* Verilen metin
§
AB’nin 2035 içten yanmalı motor yasağında yumuşama sinyali, yeşil dönüşümden vazgeçiş değil; çevresel hedeflerini sanayi dinamikleriyle uzlaştırmaya yönelik bir yaklaşım kaymasını ortaya çıkarıyor.
Brüksel’de simgesel bir anlam kazanan 2035 yılı, içten yanmalı motorların yasaklanacağı kesin bir tarih olmaktan, siyasi ve ekonomik gerçekler karşısında giderek uzaklaşıyor.
Özellikle Alman siyasilerin, Avrupa Birliği yönetimiyle gerçekleştirdiği görüşmeler sonrasında sızdırılan "%100 sıfır emisyon" hedefinden "%90 emisyon indirimi"ne geçiş bilgisi, yalnızca teknik bir düzeltmeyi değil; Avrupa Birliği'nin çevresel hedeflerini sanayi dinamikleriyle uzlaştırmaya yönelik bir yaklaşım kaymasını ortaya çıkarıyor.
Bu dönüşüm, özellikle "well-to-wheel" salım hesaplama metodolojisinin "cradle-to-wheel" olarak genişletilmesi, yani üretim aşamasından kullanım ömrü sonuna kadar olan emisyonların dahil edilmesi önerisiyle birlikte, geçmişte otomotiv sektörünün reddedilen argümanlarınaa dönüş niteliği taşıyor.
2035 hedefi, zamanla bir politika amacının ötesinde, iklim etiğinin sembolü haline gelmişti. Bu hedefin sorgulanması, siyasi ve entelektüel çevrelerce "ilerlemeye ihanet" olarak yorumlanıyordu. Ancak, Avrupa otomotiv sanayisinin artan maliyetler, rekabetçi olmayan yerel üretim, talep belirsizliği ve küresel tedarik zinciri gerilimleri gibi yapısal krizleri, bu dogmaları sürdüren siyasi yapıyı zorlamaya başlamıştı.
AB Komisyonu’nun klişeleşmiş yeşil geçişi tartışmasız kabul etme yaklaşımına karşı bir düzeltme çabası gibi görünen bu durum, siyasi çekişmelerin çok ötesinde, Avrupa'nın sanayi tabanlı büyüme modelinin yeniden merkeze alınması anlamı taşıyor.
§
* Gösterilen bilgiler
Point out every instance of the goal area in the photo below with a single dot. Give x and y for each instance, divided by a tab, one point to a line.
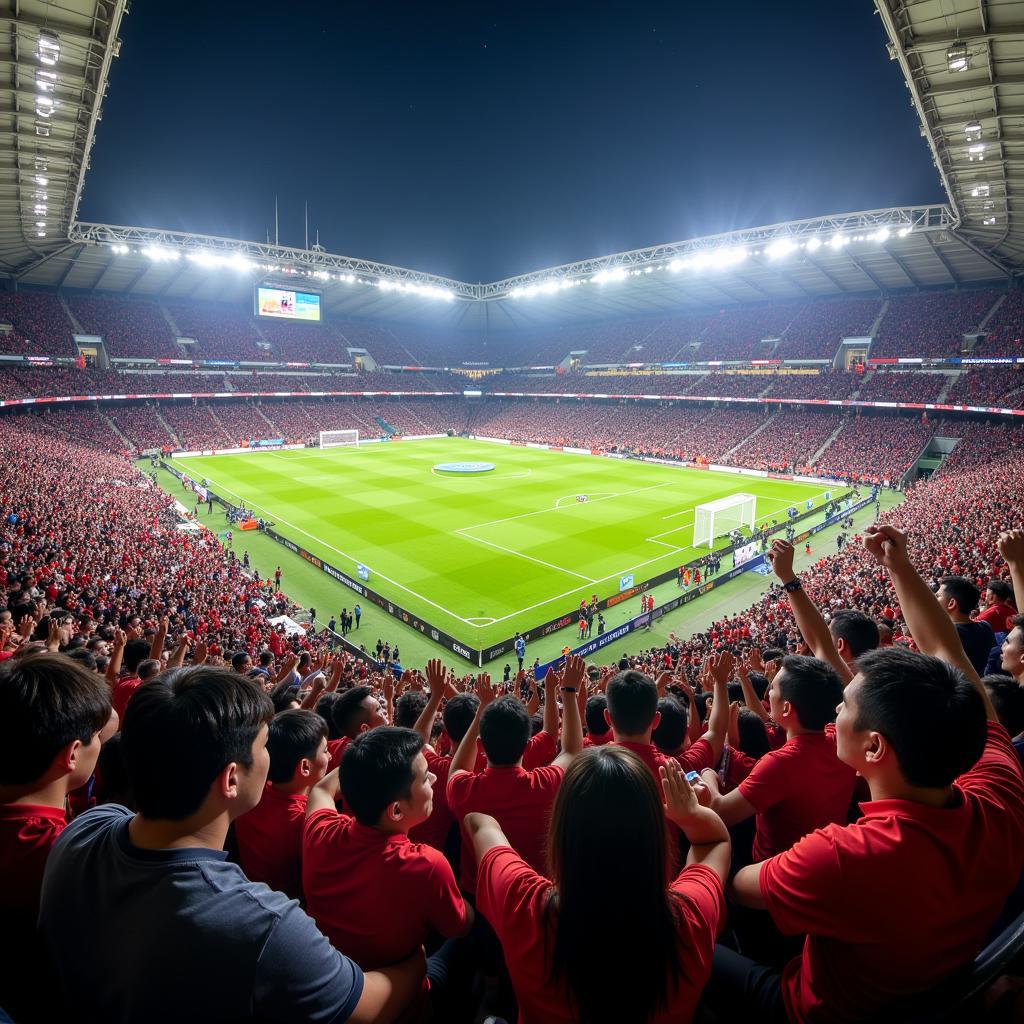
339	438
721	517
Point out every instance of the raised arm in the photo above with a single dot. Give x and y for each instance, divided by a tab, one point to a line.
572	680
931	628
465	756
1011	545
812	627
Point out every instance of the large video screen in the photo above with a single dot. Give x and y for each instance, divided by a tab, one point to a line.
284	304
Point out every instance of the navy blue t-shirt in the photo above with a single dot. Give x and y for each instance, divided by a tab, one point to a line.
181	935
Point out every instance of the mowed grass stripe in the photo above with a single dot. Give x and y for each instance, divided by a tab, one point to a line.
382	505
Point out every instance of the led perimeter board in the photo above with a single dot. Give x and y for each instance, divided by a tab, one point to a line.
282	303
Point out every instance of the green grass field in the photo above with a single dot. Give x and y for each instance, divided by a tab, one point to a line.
483	556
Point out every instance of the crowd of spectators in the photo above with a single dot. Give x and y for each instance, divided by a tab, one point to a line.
787	442
891	385
128	327
40	325
931	323
424	846
875	448
987	387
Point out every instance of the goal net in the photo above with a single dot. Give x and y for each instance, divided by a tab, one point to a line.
719	518
338	438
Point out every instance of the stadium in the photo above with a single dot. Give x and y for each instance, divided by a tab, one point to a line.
650	506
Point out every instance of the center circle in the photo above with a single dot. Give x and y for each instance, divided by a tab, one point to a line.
464	467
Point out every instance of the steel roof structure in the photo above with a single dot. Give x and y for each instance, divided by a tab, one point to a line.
55	99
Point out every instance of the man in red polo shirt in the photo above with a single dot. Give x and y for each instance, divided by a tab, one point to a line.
895	903
54	715
373	892
269	837
520	800
802	785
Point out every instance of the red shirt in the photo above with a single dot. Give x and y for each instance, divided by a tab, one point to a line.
801	786
512	896
376	895
435	829
998	615
269	839
123	689
895	902
27	833
521	802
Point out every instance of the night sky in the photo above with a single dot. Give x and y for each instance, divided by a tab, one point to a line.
481	139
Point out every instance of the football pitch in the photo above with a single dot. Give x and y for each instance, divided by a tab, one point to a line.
482	556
§
* Yapılacaklar
1 – AB'nin 2035 motor yasağını ele alan metindeki "2035 hedefi, zamanla" diye başlayan paragrafı, ana bilgilerini koruyarak kısa bir madde listesine dönüştürün.
2 – AB'nin 2035 motor yasağını ele alan metni, son cümlesinden sonrasını yazarak sürdürün.

* Görev sonuçları
1 –
- 2035 hedefi, zamanla bir politika amacının ötesine geçerek iklim etiğinin sembolü haline gelmişti.
- Bu hedefin sorgulanması, siyasi ve entelektüel çevrelerce "ilerlemeye ihanet" olarak yorumlanıyordu.
- Avrupa otomotiv sanayisinin yapısal krizleri, bu dogmaları sürdüren siyasi yapıyı zorlamaya başlamıştı. Bu krizler şunlardır:
  - artan maliyetler
  - rekabetçi olmayan yerel üretim
  - talep belirsizliği
  - küresel tedarik zinciri gerilimleri

2 –
Otomotiv sektörü, AB'nin ihracat gelirlerinin yaklaşık %10'unu ve istihdamın %7'sini doğrudan oluştururken; bu oran, tedarikçiler ve hizmet sektörüyle birlikte %15'i de aşıyor. Bu bağlamda, tek yol olarak bataryalı elektrikli araçlara odaklanmak, sanayinin çeşitliliğini ve dayanıklılığını zayıflatıyordu. Özellikle Çin'in elektrikli araç pazarındaki rekabet gücü ve ABD'nin “Enflasyon Azaltma Yasası” ile desteklediği yerli üretim teşvikleri karşısında, Avrupa'nın stratejik özerkliği sorgulanır hale gelmişti. AB'nin bu gerilimler karşısında katı kurallardan faydacı esnekliğe geçişi kaçınılmaz duruyordu.
Bu noktada dikkat çekici olan, 2035 dogmasını inanç maddesi gibi savunan çevrecilerin tepkisidir. Bu hedef, yalnızca iklim politikalarının bir unsuru değil, aynı zamanda akademik kariyerlerin, kamu yatırımlarının ve sanayi stratejilerinin temelini oluşturmuştu. Dolayısıyla bu geri adım, sadece politika düzeltmesi değil; entelektüel ve kurumsal bir sermayenin yeniden değerlendirilmesi sürecini başlatabilir.
Bu durumun, "yeşil dönüşüm"ün pazar ve teknoloji gerçekleriyle uyumlu olmadıkça sürdürülemez olduğunu açıkça ortaya koyduğunu söylemek zorundayız…
Çevresel sürdürülebilirlik, ekonomik refahın bedeli olmamalıydı… Bu hamlenin de, piyasa ve mühendislik dinamiklerinin siyaset üzerindeki ağırlığının arttığını gösterdiğini fark ettiriyor
Aslında resmi açıklamalar öncesinde, bir geri dönüş değil, daha sürdürülebilir bir dönüşümün koşullarının tanınması tahminleri yapılıyor. Gerçekçi bir emisyon azaltma stratejisi, yalnızca elektrifikasyonla sınırlı kalmayıp, hibrit sistemler, sentetik yakıtlar, hidrojen teknolojileri ve verimlilik artışlarıyla da desteklenebilir. Uzun yıllardır yazdığım gibi; teknolojik çoğulculuk, sadece rekabeti değil, inovasyonun kalitesini de yükseltecektir.
Avrupa, idealist hedeflerle sanayisini rehin almaktan vazgeçiyor! Bu mantıklı yaklaşım geç kalmış olsa da, geleceğe yönelik daha sürdürülebilir bir sanayi politikasının temelini atacaktır. Kritik olan, yeni düzenlemelerin endüstri oyuncularına ne ölçüde esneklik, karar alma özgürlüğü ve teknolojik çeşitlilik sağlayacağı... Böylece gerçek rekabet, belirsizlikte değil, akılcı çerçeveler içinde gerçekleşen serbest inovasyonla kazanılacak.